* [TASK TO COMPLETE]: Please return each line of the data below that contains the string "downspout".

* [GIVEN ENTRIES]:
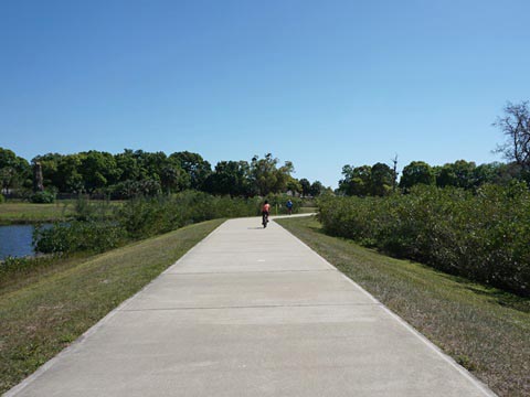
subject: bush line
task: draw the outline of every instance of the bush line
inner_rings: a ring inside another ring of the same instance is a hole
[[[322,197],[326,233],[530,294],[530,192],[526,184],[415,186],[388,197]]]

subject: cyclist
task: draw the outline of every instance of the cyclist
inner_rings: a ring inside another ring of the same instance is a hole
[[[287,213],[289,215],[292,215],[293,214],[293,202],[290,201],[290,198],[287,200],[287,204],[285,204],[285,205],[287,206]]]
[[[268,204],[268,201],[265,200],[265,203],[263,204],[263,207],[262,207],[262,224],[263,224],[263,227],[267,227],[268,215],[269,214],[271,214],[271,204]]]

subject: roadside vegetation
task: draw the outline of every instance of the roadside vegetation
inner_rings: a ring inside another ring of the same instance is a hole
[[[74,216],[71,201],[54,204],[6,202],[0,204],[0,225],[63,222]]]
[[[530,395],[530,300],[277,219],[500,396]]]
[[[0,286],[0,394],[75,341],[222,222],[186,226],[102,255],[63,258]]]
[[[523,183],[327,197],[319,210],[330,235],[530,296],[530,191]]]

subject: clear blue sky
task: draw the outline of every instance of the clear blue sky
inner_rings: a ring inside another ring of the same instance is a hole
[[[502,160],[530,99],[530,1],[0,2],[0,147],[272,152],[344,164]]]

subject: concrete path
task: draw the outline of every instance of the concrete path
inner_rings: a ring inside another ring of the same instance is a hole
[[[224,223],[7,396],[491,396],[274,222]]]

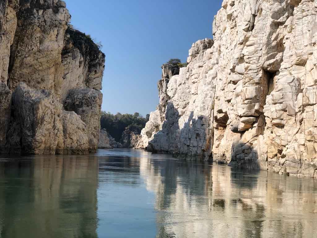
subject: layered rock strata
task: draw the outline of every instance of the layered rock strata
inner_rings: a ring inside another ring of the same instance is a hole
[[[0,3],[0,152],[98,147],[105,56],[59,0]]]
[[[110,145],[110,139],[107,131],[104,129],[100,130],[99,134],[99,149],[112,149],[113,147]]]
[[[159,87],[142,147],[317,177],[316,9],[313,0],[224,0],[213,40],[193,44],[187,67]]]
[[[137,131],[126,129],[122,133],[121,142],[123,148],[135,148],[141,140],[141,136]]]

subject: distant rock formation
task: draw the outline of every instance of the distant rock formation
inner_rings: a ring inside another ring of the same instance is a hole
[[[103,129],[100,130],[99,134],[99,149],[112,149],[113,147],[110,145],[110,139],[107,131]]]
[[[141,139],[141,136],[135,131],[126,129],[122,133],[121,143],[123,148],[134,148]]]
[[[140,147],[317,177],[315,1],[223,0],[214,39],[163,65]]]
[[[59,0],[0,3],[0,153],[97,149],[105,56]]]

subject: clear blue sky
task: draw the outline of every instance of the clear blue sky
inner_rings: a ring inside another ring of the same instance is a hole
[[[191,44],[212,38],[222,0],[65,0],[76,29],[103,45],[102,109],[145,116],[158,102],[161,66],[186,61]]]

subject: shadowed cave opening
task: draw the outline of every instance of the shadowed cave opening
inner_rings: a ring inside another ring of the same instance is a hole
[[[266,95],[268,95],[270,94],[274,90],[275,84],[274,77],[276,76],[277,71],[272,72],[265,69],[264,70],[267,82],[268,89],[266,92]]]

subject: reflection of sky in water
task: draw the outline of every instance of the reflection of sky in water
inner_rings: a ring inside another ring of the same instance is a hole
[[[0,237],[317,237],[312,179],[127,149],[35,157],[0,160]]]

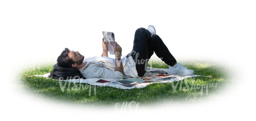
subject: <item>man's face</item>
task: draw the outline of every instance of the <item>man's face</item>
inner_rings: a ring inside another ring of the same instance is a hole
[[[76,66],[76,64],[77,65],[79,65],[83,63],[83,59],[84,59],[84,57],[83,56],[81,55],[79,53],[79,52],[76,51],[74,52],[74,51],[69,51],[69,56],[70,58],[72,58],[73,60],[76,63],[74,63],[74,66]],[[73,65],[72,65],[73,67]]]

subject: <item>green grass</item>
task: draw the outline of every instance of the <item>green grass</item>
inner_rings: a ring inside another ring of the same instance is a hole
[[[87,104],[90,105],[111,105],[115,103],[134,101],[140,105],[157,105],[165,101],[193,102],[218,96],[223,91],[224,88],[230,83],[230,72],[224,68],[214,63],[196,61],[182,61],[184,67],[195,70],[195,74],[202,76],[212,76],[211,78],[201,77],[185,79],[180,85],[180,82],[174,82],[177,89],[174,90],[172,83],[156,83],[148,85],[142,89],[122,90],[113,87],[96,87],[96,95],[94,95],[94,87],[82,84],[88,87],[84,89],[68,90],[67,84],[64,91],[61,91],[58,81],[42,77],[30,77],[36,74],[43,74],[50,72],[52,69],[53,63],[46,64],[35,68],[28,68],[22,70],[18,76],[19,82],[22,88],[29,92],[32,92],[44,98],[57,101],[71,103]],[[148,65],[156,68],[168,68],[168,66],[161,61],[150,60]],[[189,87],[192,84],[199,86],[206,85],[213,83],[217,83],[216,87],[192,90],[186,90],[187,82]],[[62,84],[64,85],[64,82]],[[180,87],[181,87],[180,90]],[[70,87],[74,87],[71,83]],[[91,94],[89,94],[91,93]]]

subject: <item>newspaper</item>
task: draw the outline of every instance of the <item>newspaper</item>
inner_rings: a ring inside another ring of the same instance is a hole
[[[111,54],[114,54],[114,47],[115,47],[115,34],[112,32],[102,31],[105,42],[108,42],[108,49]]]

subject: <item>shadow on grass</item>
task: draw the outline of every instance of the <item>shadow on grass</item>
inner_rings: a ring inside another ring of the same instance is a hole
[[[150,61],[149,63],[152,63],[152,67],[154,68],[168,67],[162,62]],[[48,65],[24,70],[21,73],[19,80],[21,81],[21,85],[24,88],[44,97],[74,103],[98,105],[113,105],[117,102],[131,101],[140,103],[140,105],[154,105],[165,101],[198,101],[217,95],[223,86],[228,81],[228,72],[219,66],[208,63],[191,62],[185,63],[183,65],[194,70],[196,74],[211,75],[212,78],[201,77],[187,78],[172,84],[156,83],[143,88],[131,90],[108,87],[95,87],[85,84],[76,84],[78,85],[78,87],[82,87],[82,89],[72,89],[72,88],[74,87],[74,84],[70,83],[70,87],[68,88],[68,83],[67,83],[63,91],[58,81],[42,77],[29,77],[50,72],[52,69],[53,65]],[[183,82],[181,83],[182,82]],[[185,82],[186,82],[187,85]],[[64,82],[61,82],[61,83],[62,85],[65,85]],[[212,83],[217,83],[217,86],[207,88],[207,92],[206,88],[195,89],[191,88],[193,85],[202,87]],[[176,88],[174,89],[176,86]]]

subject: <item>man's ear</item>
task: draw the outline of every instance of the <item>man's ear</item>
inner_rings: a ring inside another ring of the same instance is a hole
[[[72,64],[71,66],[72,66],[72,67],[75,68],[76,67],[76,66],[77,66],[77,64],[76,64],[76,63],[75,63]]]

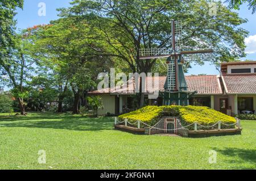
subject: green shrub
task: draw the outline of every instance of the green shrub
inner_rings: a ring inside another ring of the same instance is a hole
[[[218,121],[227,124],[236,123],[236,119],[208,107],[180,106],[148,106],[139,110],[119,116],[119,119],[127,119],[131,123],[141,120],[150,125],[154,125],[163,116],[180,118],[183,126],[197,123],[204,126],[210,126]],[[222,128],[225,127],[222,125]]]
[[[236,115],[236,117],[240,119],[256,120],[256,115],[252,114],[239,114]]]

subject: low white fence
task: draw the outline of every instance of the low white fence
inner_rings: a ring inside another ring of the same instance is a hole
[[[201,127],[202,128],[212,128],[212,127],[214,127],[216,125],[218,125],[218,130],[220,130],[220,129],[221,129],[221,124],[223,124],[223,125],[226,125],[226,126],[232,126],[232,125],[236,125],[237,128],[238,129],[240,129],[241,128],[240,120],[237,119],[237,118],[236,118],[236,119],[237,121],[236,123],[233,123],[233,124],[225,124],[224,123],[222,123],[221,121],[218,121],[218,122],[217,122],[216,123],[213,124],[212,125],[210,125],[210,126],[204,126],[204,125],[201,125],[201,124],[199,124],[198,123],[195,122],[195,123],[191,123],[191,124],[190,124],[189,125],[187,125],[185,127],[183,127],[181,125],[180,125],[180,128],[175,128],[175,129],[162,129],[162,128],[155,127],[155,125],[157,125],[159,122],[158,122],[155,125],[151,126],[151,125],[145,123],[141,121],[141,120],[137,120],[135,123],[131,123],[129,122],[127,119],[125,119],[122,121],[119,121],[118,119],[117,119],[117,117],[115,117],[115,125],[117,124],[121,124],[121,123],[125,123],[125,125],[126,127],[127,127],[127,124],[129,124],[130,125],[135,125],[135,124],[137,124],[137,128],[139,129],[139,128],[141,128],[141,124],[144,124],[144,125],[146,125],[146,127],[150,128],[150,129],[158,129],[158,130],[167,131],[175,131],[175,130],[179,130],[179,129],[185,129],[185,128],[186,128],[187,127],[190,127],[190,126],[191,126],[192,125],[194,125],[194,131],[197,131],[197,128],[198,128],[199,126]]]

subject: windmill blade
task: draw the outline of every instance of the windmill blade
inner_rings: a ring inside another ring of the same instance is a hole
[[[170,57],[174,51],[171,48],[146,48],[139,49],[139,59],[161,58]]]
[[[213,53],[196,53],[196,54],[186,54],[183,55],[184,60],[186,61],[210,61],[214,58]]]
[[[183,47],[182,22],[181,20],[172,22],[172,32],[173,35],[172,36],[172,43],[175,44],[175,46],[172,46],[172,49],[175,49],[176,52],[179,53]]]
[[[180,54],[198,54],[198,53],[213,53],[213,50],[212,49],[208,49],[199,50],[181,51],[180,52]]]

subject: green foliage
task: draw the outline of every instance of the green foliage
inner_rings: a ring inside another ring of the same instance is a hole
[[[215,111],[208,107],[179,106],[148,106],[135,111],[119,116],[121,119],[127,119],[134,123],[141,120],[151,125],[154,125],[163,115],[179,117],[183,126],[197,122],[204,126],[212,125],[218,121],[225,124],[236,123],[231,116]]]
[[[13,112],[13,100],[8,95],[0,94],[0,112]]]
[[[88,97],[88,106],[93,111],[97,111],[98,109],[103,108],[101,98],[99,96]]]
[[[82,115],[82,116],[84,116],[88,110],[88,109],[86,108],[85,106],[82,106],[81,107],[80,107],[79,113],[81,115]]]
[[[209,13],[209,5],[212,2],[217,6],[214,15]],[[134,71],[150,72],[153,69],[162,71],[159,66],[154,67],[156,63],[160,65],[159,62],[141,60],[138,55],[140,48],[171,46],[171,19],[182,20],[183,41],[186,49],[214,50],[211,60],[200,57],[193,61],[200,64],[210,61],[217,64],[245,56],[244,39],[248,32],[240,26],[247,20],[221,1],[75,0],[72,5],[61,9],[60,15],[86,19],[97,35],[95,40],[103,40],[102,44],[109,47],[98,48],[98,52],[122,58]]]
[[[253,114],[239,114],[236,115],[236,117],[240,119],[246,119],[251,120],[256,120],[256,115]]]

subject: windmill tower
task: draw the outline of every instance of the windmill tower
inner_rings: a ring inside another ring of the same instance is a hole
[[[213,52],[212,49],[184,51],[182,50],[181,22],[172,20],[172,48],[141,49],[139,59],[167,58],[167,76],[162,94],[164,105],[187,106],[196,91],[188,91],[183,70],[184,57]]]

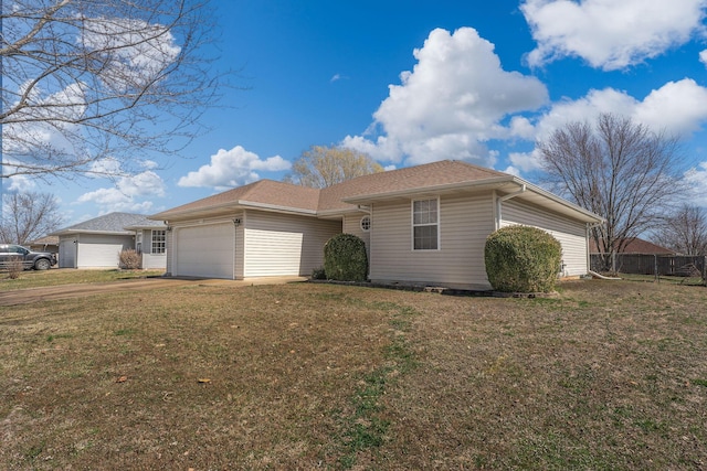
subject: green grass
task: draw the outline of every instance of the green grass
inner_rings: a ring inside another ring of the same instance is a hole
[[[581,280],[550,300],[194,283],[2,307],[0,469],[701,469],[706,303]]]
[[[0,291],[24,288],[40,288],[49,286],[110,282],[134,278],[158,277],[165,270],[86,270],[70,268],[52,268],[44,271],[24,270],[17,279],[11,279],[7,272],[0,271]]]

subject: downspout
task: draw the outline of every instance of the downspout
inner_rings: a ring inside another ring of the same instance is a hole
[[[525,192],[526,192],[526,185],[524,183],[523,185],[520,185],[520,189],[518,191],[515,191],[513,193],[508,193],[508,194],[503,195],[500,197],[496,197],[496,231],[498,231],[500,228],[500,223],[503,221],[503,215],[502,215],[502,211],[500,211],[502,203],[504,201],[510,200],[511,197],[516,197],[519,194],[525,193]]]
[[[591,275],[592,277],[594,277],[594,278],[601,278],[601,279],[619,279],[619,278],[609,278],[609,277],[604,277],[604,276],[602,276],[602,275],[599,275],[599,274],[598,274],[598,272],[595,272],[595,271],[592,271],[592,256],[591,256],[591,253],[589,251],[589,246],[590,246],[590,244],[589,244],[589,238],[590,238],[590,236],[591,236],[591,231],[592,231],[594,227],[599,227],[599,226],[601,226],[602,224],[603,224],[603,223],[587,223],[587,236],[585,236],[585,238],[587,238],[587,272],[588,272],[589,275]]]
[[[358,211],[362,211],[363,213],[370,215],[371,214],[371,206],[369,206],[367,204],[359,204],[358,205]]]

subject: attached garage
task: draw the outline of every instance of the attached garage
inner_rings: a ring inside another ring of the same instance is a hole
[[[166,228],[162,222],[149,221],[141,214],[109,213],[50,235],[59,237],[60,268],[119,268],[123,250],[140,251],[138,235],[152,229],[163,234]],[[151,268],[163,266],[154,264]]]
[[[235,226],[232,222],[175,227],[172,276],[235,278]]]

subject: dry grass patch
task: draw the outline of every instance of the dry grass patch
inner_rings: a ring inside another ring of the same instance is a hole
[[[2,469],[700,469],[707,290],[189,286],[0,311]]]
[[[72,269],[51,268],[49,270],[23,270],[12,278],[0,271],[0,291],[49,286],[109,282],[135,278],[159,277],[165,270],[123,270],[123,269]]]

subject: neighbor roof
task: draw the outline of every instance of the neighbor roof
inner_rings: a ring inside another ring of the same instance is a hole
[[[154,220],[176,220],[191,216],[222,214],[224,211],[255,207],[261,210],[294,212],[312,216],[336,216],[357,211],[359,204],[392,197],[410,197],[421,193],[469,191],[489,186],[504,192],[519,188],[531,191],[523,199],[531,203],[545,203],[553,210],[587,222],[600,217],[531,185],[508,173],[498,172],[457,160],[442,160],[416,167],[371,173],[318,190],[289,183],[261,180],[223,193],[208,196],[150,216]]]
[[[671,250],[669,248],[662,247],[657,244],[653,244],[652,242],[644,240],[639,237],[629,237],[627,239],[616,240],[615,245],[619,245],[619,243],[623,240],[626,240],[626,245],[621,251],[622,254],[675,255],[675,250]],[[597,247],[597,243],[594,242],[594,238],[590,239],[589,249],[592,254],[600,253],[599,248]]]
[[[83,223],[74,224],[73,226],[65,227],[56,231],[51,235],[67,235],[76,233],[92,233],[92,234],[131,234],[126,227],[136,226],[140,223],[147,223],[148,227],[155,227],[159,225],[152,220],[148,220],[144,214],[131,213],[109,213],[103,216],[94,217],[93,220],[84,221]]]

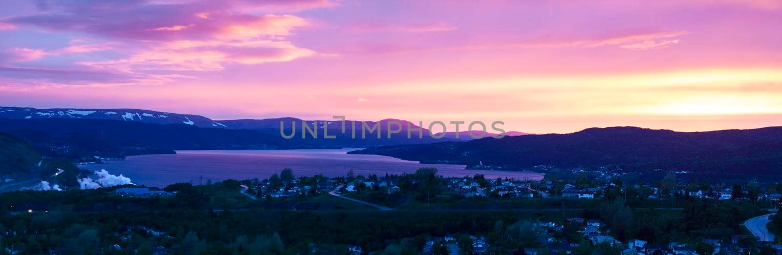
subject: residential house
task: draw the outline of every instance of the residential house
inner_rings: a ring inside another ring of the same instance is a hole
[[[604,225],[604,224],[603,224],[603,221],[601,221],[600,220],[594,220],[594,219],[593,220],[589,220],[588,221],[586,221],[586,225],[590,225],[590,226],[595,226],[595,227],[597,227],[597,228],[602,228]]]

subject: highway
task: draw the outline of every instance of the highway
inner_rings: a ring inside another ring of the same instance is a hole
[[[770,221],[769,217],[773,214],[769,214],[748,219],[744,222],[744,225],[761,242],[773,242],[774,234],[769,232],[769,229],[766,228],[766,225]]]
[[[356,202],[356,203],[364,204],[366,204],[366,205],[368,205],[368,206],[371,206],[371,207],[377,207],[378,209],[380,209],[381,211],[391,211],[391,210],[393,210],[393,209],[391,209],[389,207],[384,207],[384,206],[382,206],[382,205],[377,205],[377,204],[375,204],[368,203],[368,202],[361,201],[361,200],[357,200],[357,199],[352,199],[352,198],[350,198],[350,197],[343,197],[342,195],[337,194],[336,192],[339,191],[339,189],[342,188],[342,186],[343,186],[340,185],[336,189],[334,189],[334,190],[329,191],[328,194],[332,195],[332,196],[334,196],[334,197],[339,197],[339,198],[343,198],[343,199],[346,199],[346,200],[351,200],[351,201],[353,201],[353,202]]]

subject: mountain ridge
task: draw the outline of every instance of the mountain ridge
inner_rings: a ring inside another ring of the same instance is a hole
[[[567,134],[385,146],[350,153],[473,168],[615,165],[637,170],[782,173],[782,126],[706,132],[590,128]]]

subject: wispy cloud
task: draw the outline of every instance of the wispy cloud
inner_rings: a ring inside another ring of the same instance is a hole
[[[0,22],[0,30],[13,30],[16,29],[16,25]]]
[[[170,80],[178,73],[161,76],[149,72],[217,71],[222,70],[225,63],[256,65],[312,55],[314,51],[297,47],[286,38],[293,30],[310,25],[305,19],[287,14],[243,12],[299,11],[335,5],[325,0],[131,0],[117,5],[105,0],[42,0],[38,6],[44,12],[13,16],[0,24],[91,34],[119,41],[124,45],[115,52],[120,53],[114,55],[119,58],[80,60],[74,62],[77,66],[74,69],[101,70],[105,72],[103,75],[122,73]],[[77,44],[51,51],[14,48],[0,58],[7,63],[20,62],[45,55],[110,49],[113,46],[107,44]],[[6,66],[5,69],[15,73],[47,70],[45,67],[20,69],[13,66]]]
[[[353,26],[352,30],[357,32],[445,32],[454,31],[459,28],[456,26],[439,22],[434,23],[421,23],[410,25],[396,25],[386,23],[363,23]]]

* [CORRECT ANSWER]:
subject: downspout
task: draw the outline of every instance of the downspout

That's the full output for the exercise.